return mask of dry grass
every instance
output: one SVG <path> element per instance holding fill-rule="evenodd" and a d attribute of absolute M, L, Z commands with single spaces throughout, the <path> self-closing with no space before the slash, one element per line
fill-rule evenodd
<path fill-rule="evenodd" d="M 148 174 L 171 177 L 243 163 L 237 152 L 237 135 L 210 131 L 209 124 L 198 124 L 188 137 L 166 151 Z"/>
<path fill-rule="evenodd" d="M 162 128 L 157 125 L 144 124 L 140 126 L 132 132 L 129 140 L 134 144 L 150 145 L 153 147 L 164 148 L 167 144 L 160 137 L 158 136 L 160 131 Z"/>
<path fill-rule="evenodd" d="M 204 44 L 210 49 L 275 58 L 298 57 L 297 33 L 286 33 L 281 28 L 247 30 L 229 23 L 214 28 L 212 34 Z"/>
----------------
Task details: Every entry should be output exactly as written, please.

Task solution:
return mask of dry grass
every instance
output: one SVG <path> element per instance holding fill-rule="evenodd" and a d attribute of absolute M, L, Z commands with single spaces throughout, the <path> self-closing with no space before the slash, one element per line
fill-rule evenodd
<path fill-rule="evenodd" d="M 148 174 L 171 177 L 243 163 L 237 152 L 237 135 L 210 131 L 209 124 L 198 124 L 188 137 L 166 151 Z"/>
<path fill-rule="evenodd" d="M 162 128 L 157 125 L 144 124 L 140 126 L 132 132 L 129 140 L 134 144 L 150 145 L 153 147 L 164 148 L 167 144 L 160 137 L 158 136 L 160 131 Z"/>
<path fill-rule="evenodd" d="M 204 44 L 210 49 L 275 58 L 298 57 L 297 33 L 286 33 L 281 28 L 247 30 L 229 23 L 214 28 L 212 34 Z"/>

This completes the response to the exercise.